Tarea breve A =
Cambie "píldora" por "pastilla anticonceptiva" y reproduzca el texto sobre el placer sexual femenino desde "Cuarenta años después" hasta "a sí mismas.", ambos inclusive.

Fragmento del texto =
---

Un libro de la española Sylvia de Béjar analiza por qué las mujeres se quedan con ganas, no piden lo que quieren o a veces ni siquiera lo saben.

 

Por Sandra Russo

“Algún día todas las mujeres tendrán orgasmos –igual que todas las familias tendrán televisión a color– y todas podremos ocuparnos de los asuntos realmente importantes de la vida.” Llegaron antes los televisores a color. A tres décadas de que la pitonisa Erica Jong pronunciara estas palabras, no sólo no todas las mujeres tienen orgasmos, sino que hasta pasó de moda –qué alivio– la obligación del orgasmo. Explorarse para obtener placer sexual, con una misma o en pareja, parece ser la nueva consigna, que no deja de ser un cachondo caballo de Troya: no pensar obsesivamente en el orgasmo no deja de ser una buena manera de ir arrimándose a él. De la literatura para mujeres, un fenómeno de los últimos años, salen nuevos manuales de divulgación que los optimistas de los 60 y los 70 hubieran juzgado innecesarios y obvios. No lo son, al menos si una se aleja unas cuadras de las elites urbanas (y mejor no bucear tampoco demasiado en ellas). La española Sylvia de Béjar insiste desde el título de su libro en que Tu sexo es tuyo. O sea: que el buen sexo no es algo que sucede, sino algo que hacemos que nos suceda.
Cuarenta años después del invento de la píldora, el placer sexual femenino sigue siendo más parecido a una sorpresa de cumpleaños que a una excursión programada. Lo que en los hombres toma una dirección concreta (preliminares, puf puf, eyaculación) en las mujeres es un vaivén, un sube y baja, un desconcierto, un casi casi, un casi sí, un oh no, un otra vez será. Mujeres sumamente activas en otros órdenes de sus vidas siguen siendo, como afirma De Béjar, “meras comparsas de las necesidades masculinas”, y eso no significa que ellas no actúen, sino que sus acciones están más dirigidas a representar el papel que se espera de ellas o a complacer al hombre que a darse satisfacción a sí mismas.

---

Listado de entrada =
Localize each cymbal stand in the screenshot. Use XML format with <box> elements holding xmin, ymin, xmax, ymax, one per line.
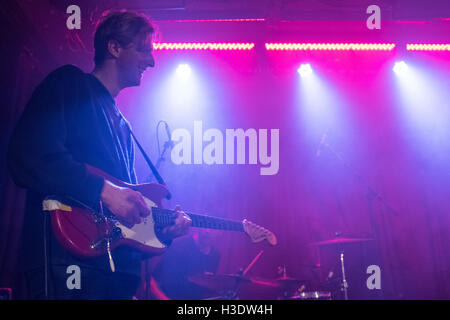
<box><xmin>340</xmin><ymin>250</ymin><xmax>348</xmax><ymax>300</ymax></box>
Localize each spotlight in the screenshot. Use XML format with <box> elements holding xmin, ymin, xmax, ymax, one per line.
<box><xmin>392</xmin><ymin>61</ymin><xmax>408</xmax><ymax>74</ymax></box>
<box><xmin>297</xmin><ymin>63</ymin><xmax>312</xmax><ymax>78</ymax></box>
<box><xmin>177</xmin><ymin>64</ymin><xmax>192</xmax><ymax>78</ymax></box>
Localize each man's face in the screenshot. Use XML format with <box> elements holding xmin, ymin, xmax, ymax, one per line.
<box><xmin>117</xmin><ymin>35</ymin><xmax>155</xmax><ymax>88</ymax></box>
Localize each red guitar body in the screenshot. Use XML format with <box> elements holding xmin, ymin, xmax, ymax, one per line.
<box><xmin>50</xmin><ymin>166</ymin><xmax>168</xmax><ymax>257</ymax></box>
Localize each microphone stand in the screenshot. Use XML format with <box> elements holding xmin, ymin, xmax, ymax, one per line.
<box><xmin>321</xmin><ymin>138</ymin><xmax>398</xmax><ymax>300</ymax></box>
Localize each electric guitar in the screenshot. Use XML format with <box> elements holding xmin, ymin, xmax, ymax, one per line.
<box><xmin>43</xmin><ymin>165</ymin><xmax>277</xmax><ymax>262</ymax></box>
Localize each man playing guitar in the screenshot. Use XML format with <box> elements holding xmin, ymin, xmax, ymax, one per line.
<box><xmin>8</xmin><ymin>12</ymin><xmax>191</xmax><ymax>299</ymax></box>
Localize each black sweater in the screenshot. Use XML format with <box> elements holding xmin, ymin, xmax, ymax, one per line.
<box><xmin>8</xmin><ymin>65</ymin><xmax>140</xmax><ymax>274</ymax></box>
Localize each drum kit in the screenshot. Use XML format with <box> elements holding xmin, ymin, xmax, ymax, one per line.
<box><xmin>188</xmin><ymin>238</ymin><xmax>374</xmax><ymax>300</ymax></box>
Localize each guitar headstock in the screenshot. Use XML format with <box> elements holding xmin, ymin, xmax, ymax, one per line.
<box><xmin>242</xmin><ymin>219</ymin><xmax>277</xmax><ymax>246</ymax></box>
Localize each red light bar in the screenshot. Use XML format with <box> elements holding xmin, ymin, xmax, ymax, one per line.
<box><xmin>156</xmin><ymin>18</ymin><xmax>266</xmax><ymax>22</ymax></box>
<box><xmin>153</xmin><ymin>42</ymin><xmax>255</xmax><ymax>50</ymax></box>
<box><xmin>266</xmin><ymin>43</ymin><xmax>395</xmax><ymax>51</ymax></box>
<box><xmin>406</xmin><ymin>43</ymin><xmax>450</xmax><ymax>51</ymax></box>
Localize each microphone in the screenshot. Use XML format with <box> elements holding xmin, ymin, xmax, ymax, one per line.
<box><xmin>316</xmin><ymin>133</ymin><xmax>327</xmax><ymax>157</ymax></box>
<box><xmin>164</xmin><ymin>121</ymin><xmax>173</xmax><ymax>147</ymax></box>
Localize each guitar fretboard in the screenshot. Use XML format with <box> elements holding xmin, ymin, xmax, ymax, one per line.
<box><xmin>152</xmin><ymin>207</ymin><xmax>244</xmax><ymax>232</ymax></box>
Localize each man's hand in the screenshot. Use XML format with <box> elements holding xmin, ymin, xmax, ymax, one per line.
<box><xmin>100</xmin><ymin>180</ymin><xmax>151</xmax><ymax>228</ymax></box>
<box><xmin>160</xmin><ymin>205</ymin><xmax>192</xmax><ymax>240</ymax></box>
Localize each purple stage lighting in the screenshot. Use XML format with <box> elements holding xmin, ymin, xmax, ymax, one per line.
<box><xmin>297</xmin><ymin>63</ymin><xmax>312</xmax><ymax>78</ymax></box>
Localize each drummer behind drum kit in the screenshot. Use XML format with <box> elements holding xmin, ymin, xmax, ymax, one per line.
<box><xmin>188</xmin><ymin>238</ymin><xmax>374</xmax><ymax>300</ymax></box>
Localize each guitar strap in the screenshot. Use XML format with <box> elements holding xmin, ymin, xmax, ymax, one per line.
<box><xmin>130</xmin><ymin>129</ymin><xmax>172</xmax><ymax>200</ymax></box>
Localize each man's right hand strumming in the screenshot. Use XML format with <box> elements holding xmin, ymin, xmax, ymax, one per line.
<box><xmin>100</xmin><ymin>180</ymin><xmax>151</xmax><ymax>228</ymax></box>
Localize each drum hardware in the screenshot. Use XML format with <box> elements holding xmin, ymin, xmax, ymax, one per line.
<box><xmin>310</xmin><ymin>238</ymin><xmax>374</xmax><ymax>300</ymax></box>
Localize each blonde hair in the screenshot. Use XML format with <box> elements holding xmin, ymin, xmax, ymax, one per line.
<box><xmin>94</xmin><ymin>11</ymin><xmax>155</xmax><ymax>66</ymax></box>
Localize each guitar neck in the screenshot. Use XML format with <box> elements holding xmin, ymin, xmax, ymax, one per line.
<box><xmin>152</xmin><ymin>207</ymin><xmax>244</xmax><ymax>232</ymax></box>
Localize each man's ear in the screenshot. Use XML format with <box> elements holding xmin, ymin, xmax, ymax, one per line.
<box><xmin>108</xmin><ymin>40</ymin><xmax>122</xmax><ymax>58</ymax></box>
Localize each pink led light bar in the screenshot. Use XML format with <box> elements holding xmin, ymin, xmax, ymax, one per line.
<box><xmin>266</xmin><ymin>43</ymin><xmax>395</xmax><ymax>51</ymax></box>
<box><xmin>406</xmin><ymin>43</ymin><xmax>450</xmax><ymax>51</ymax></box>
<box><xmin>156</xmin><ymin>18</ymin><xmax>266</xmax><ymax>22</ymax></box>
<box><xmin>153</xmin><ymin>42</ymin><xmax>255</xmax><ymax>50</ymax></box>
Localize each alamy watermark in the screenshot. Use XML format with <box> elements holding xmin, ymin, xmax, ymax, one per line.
<box><xmin>170</xmin><ymin>121</ymin><xmax>280</xmax><ymax>175</ymax></box>
<box><xmin>66</xmin><ymin>264</ymin><xmax>81</xmax><ymax>290</ymax></box>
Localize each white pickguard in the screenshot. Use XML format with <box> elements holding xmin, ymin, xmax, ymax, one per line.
<box><xmin>116</xmin><ymin>197</ymin><xmax>166</xmax><ymax>249</ymax></box>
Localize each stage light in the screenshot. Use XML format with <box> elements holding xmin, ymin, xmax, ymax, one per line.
<box><xmin>177</xmin><ymin>64</ymin><xmax>192</xmax><ymax>79</ymax></box>
<box><xmin>297</xmin><ymin>63</ymin><xmax>312</xmax><ymax>78</ymax></box>
<box><xmin>265</xmin><ymin>43</ymin><xmax>395</xmax><ymax>51</ymax></box>
<box><xmin>392</xmin><ymin>61</ymin><xmax>408</xmax><ymax>75</ymax></box>
<box><xmin>153</xmin><ymin>42</ymin><xmax>255</xmax><ymax>50</ymax></box>
<box><xmin>406</xmin><ymin>43</ymin><xmax>450</xmax><ymax>51</ymax></box>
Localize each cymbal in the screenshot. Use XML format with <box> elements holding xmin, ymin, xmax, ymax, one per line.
<box><xmin>310</xmin><ymin>238</ymin><xmax>375</xmax><ymax>246</ymax></box>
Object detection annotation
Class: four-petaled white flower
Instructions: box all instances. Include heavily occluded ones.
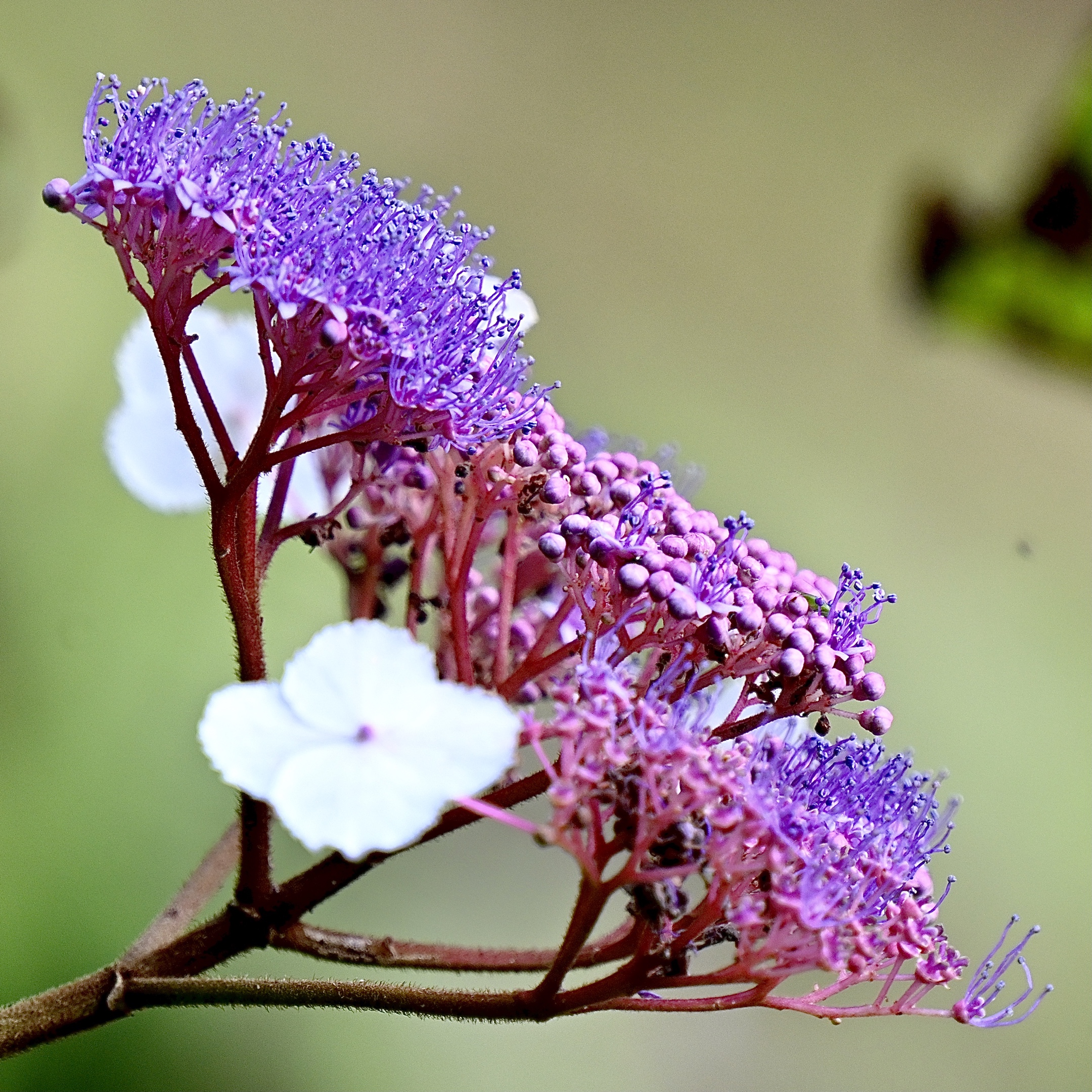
[106,307,348,521]
[482,274,538,334]
[198,620,520,860]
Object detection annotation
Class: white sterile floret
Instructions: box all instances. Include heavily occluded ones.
[482,274,538,334]
[106,307,347,520]
[198,620,520,860]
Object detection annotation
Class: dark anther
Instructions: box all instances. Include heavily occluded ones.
[789,671,816,705]
[379,557,410,587]
[694,925,739,951]
[379,520,411,546]
[516,473,546,516]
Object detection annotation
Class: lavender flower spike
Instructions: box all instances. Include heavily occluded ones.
[228,165,555,449]
[42,73,291,270]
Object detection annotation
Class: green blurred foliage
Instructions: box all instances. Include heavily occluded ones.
[0,0,1092,1092]
[920,47,1092,371]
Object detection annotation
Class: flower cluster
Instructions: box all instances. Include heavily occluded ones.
[53,70,1042,1026]
[42,75,545,543]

---

Tarea breve B =
Indique únicamente el número de líneas del listado que contienen la cadena "stage", distinguiendo entre mayúsculas y minúsculas.

Respuesta escrita A =
Cuarenta años después del invento de la pastilla anticonceptiva, el placer sexual femenino sigue siendo más parecido a una sorpresa de cumpleaños que a una excursión programada. Lo que en los hombres toma una dirección concreta (preliminares, puf puf, eyaculación) en las mujeres es un vaivén, un sube y baja, un desconcierto, un casi casi, un casi sí, un oh no, un otra vez será. Mujeres sumamente activas en otros órdenes de sus vidas siguen siendo, como afirma De Béjar, “meras comparsas de las necesidades masculinas”, y eso no significa que ellas no actúen, sino que sus acciones están más dirigidas a representar el papel que se espera de ellas o a complacer al hombre que a darse satisfacción a sí mismas.

Respuesta escrita B =
2